| Exercise aim |
Count the lines in the records below that contain the word "flooded", and reply with that number alone.
========================
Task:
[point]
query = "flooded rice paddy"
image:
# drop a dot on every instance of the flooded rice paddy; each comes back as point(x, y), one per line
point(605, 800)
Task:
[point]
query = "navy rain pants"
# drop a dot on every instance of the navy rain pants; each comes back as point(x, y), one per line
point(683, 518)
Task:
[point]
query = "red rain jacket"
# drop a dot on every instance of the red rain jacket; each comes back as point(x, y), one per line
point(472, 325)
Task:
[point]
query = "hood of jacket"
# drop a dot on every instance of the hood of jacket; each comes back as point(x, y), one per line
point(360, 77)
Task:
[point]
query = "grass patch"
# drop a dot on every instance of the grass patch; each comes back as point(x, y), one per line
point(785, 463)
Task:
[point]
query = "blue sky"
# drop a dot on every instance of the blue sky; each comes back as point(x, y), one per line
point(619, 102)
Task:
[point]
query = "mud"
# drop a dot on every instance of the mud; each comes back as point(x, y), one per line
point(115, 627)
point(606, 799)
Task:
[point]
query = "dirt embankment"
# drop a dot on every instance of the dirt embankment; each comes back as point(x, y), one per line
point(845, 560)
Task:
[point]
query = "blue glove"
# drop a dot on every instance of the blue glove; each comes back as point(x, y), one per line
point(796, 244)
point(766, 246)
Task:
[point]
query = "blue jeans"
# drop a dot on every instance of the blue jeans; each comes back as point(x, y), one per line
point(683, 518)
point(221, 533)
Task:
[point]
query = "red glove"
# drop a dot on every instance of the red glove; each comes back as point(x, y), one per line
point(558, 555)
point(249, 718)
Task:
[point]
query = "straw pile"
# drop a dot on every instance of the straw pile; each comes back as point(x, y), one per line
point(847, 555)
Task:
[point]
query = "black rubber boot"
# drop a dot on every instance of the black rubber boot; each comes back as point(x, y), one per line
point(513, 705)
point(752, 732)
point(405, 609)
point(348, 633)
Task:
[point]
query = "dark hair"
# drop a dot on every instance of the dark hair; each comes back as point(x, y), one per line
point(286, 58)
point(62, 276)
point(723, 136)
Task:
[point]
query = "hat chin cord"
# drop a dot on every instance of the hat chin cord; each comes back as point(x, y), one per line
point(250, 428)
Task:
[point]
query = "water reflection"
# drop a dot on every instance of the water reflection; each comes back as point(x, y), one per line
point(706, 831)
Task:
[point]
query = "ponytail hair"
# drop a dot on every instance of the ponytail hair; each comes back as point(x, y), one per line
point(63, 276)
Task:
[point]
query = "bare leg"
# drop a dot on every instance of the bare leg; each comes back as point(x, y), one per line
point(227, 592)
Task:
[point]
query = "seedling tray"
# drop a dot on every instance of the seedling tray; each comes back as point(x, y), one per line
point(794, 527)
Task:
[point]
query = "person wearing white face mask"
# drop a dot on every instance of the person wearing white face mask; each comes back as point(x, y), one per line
========================
| Correct result |
2